[Location annotation dataset excerpts]
================
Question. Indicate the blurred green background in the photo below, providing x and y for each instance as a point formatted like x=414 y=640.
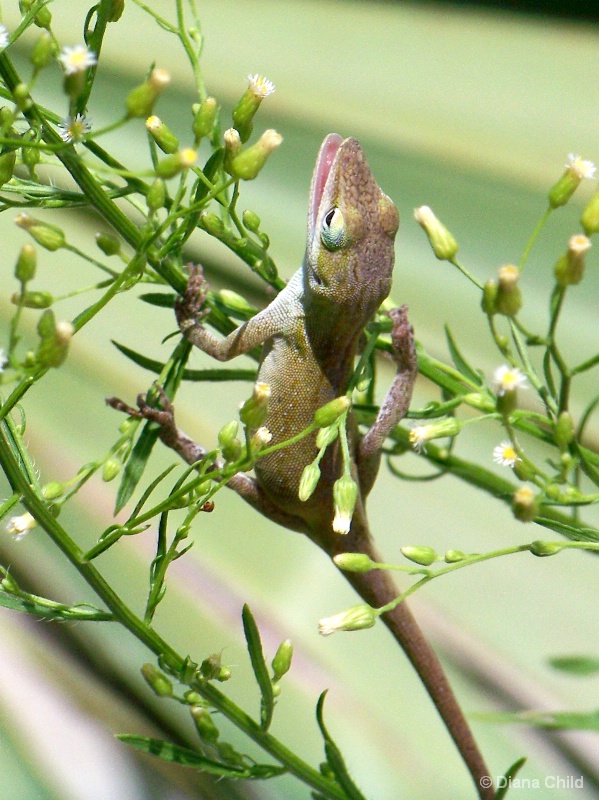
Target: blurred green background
x=469 y=111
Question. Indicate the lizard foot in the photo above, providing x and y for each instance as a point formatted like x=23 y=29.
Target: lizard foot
x=189 y=306
x=402 y=340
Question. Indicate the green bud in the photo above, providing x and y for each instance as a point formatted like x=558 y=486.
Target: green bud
x=43 y=51
x=353 y=619
x=489 y=298
x=420 y=555
x=177 y=162
x=541 y=549
x=281 y=663
x=259 y=87
x=140 y=101
x=251 y=221
x=26 y=264
x=508 y=298
x=576 y=170
x=33 y=299
x=444 y=245
x=308 y=481
x=53 y=490
x=253 y=412
x=157 y=680
x=354 y=562
x=7 y=166
x=525 y=504
x=345 y=494
x=247 y=165
x=453 y=556
x=326 y=436
x=204 y=118
x=563 y=430
x=205 y=726
x=162 y=135
x=111 y=468
x=569 y=269
x=213 y=224
x=330 y=413
x=49 y=237
x=590 y=216
x=156 y=196
x=108 y=244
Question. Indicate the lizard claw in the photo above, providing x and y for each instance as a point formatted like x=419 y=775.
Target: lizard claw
x=188 y=307
x=402 y=340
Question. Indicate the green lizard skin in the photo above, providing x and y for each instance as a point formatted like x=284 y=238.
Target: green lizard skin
x=310 y=335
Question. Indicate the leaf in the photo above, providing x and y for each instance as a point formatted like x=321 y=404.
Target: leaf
x=576 y=665
x=460 y=362
x=180 y=755
x=504 y=783
x=213 y=375
x=252 y=637
x=334 y=758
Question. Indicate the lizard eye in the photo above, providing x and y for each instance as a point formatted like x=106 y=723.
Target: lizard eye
x=333 y=231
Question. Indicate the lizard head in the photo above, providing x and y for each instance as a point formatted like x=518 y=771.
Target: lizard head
x=351 y=230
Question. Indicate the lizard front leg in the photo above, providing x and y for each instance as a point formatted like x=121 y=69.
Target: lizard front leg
x=396 y=403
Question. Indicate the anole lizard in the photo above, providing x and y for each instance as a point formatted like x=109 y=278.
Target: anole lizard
x=311 y=333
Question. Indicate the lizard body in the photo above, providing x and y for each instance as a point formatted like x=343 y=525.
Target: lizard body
x=310 y=334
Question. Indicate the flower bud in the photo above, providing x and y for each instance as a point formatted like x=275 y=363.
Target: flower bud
x=308 y=481
x=281 y=663
x=525 y=504
x=204 y=723
x=539 y=548
x=162 y=134
x=345 y=494
x=508 y=299
x=259 y=87
x=157 y=680
x=49 y=237
x=140 y=101
x=569 y=269
x=108 y=244
x=26 y=264
x=156 y=196
x=248 y=163
x=354 y=562
x=444 y=245
x=575 y=170
x=352 y=619
x=253 y=412
x=590 y=216
x=204 y=119
x=420 y=555
x=330 y=413
x=7 y=166
x=177 y=162
x=229 y=444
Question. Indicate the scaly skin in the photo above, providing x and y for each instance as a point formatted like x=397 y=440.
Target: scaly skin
x=311 y=333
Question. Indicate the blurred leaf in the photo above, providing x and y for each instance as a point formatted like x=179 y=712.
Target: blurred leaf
x=252 y=637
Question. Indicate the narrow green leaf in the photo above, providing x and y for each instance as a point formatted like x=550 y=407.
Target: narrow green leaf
x=40 y=607
x=508 y=777
x=334 y=758
x=460 y=362
x=213 y=375
x=576 y=665
x=252 y=637
x=181 y=755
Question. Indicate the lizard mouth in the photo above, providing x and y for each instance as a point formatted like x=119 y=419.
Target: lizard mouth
x=326 y=157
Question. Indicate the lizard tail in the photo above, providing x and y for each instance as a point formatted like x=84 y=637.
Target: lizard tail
x=377 y=588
================
== Description of the task ==
Give these lines as a numbered list, leaving out any blank lines. Leave the pictures out of your answer.

== Exercise answer ==
1. Question. Indicate the blurred green background in the photo below, providing x and y for each instance as a point formatted like x=414 y=640.
2. Target: blurred green background
3. x=469 y=111
4. Question. Indicate the lizard foot in the photo above, providing x and y for each instance as a point formatted like x=23 y=29.
5. Target: lizard foot
6. x=189 y=306
7. x=402 y=340
8. Question. Indicate the green bud in the photo above, providing x and y for each instance as a point formatted like x=558 y=486.
9. Target: green bud
10. x=43 y=51
11. x=353 y=619
12. x=489 y=298
13. x=420 y=555
14. x=177 y=162
15. x=541 y=549
16. x=281 y=663
17. x=259 y=87
18. x=140 y=101
19. x=251 y=221
20. x=26 y=264
21. x=508 y=298
22. x=576 y=170
23. x=33 y=299
24. x=444 y=245
25. x=308 y=481
26. x=53 y=490
27. x=253 y=412
28. x=157 y=680
29. x=354 y=562
30. x=7 y=166
31. x=525 y=504
32. x=345 y=494
33. x=247 y=165
34. x=453 y=556
35. x=326 y=436
36. x=204 y=118
37. x=563 y=430
38. x=205 y=726
39. x=162 y=135
40. x=111 y=468
41. x=569 y=269
42. x=213 y=224
43. x=330 y=413
44. x=49 y=237
45. x=590 y=216
46. x=156 y=196
47. x=108 y=244
48. Question. Indicate the lizard claw in the photo above, providing x and y for each instance as a point formatted like x=419 y=775.
49. Target: lizard claw
50. x=188 y=307
51. x=402 y=340
52. Question. Indicate the green lizard skin in the photo above, providing x and y for each instance as a point formatted like x=284 y=238.
53. Target: green lizard skin
54. x=310 y=335
55. Question. Indicate the leaf in the photo above, providing x and y for each instance as a point formatted like x=321 y=404.
56. Target: leaf
57. x=576 y=665
58. x=460 y=362
59. x=180 y=755
60. x=504 y=783
61. x=213 y=375
62. x=252 y=637
63. x=334 y=758
64. Question. Indicate the lizard eye in the photo above, providing x and y for each instance as a point formatted like x=106 y=723.
65. Target: lizard eye
66. x=333 y=231
67. Question. Indicate the lizard head in the photo above, providing x and y for each instance as a point formatted like x=518 y=771.
68. Target: lizard head
69. x=351 y=230
70. Question. Indicate the lizard front leg in the photo above, providing x and y for each instance as a point formatted like x=121 y=69.
71. Target: lizard front leg
72. x=396 y=403
73. Question. Indicate the anole lizard in the photo above, providing x and y for each instance as a point formatted like x=109 y=278.
74. Target: anole lizard
75. x=311 y=333
76. Question. Indicate the lizard body in the photo above, providing x and y for each instance as a point formatted like x=343 y=525.
77. Target: lizard body
78. x=310 y=334
79. Question. Indicate the flower bud in the photo above, providing x and y for each instance as a point formatted like x=275 y=363.
80. Target: flower bud
81. x=308 y=481
82. x=281 y=663
83. x=525 y=504
84. x=204 y=723
85. x=539 y=548
86. x=162 y=134
87. x=345 y=494
88. x=508 y=299
89. x=259 y=87
90. x=157 y=680
91. x=49 y=237
92. x=140 y=101
93. x=569 y=269
94. x=108 y=244
95. x=26 y=264
96. x=156 y=196
97. x=248 y=163
98. x=354 y=562
99. x=444 y=245
100. x=575 y=170
101. x=352 y=619
102. x=253 y=412
103. x=590 y=216
104. x=204 y=119
105. x=420 y=555
106. x=330 y=413
107. x=7 y=166
108. x=177 y=162
109. x=229 y=444
110. Question. Indicate the scaly skin in the photo above, providing x and y for each instance as a point formatted like x=397 y=440.
111. Target: scaly skin
112. x=311 y=333
113. Question. Indicate the blurred leaf in the photo above, providing x and y for each instance as a point formatted like x=179 y=712.
114. Target: blurred leaf
115. x=252 y=637
116. Question. Indicate the narrow green leaf in the photo above, providing x and y for each instance as a point formatted like x=550 y=407.
117. Target: narrow green leaf
118. x=40 y=607
119. x=508 y=777
120. x=334 y=758
121. x=460 y=362
122. x=213 y=375
123. x=576 y=665
124. x=252 y=637
125. x=181 y=755
126. Question. Indicate the lizard mouth in the photo above, providing x and y for each instance as a point formatted like x=119 y=419.
127. Target: lizard mouth
128. x=326 y=157
129. Question. Indicate the lizard tail in the photo above, providing x and y for each instance as a point formatted like x=84 y=637.
130. Target: lizard tail
131. x=377 y=588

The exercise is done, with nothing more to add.